----- Dataset extract

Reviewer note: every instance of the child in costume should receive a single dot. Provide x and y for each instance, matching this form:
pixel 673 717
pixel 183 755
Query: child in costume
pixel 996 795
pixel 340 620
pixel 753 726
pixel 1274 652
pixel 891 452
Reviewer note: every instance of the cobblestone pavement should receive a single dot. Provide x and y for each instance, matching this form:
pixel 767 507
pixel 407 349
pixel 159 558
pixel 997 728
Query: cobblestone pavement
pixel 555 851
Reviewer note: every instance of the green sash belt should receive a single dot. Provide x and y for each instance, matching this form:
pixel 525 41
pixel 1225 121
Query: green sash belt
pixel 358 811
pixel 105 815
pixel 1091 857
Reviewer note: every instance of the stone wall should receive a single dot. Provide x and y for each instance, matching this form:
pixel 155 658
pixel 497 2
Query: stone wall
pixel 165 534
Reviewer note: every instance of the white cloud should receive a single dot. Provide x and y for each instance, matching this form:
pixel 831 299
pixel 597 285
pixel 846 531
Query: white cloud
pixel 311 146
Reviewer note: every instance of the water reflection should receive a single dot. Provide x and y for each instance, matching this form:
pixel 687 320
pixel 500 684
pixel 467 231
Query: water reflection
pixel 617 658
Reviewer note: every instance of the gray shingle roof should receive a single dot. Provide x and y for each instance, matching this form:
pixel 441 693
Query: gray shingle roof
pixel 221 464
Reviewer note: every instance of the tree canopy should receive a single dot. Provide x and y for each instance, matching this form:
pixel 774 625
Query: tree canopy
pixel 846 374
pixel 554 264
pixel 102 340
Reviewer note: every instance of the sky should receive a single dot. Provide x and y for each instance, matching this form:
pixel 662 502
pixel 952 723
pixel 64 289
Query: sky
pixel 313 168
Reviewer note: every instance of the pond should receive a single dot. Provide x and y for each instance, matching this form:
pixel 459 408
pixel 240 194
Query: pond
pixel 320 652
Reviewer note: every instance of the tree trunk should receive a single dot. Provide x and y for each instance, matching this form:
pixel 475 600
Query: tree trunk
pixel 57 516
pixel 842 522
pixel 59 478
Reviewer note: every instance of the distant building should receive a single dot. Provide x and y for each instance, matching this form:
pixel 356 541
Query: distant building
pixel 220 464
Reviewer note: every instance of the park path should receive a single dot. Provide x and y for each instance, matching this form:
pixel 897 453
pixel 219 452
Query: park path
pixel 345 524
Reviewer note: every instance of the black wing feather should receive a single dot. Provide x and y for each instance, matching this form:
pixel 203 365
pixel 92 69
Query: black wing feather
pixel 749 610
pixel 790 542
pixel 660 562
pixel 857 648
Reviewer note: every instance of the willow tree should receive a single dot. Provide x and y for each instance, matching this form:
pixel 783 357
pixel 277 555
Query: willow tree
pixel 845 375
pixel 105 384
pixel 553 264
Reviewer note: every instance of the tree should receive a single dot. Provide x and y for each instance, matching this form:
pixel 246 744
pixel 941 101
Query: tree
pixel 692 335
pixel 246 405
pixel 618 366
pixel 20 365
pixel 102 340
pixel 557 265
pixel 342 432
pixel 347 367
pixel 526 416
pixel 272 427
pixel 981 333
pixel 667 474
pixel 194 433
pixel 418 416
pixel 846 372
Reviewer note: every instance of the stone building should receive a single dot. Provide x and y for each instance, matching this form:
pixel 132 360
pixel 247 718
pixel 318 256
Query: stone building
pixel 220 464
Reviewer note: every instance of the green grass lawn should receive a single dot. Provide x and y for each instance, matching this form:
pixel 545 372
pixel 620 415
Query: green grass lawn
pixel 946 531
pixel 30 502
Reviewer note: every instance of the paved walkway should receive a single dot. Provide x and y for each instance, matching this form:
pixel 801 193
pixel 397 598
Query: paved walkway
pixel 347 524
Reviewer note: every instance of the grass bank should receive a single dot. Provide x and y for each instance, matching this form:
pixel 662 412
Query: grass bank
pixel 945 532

----------

What is required:
In the listing above, find the line with "Query: stone wall" and the line with "pixel 687 320". Output those two lines and every line between them, exactly as written.

Task output:
Query: stone wall
pixel 165 534
Reviewer note: every instance of the white cloud should receive a single dot. Provide x and y for each instance, matching this form:
pixel 831 299
pixel 597 285
pixel 846 531
Query: white cloud
pixel 311 146
Reviewer note: every instance of the water reflection should receive a single dot. Provide x and y for each instance, matching this form:
pixel 687 320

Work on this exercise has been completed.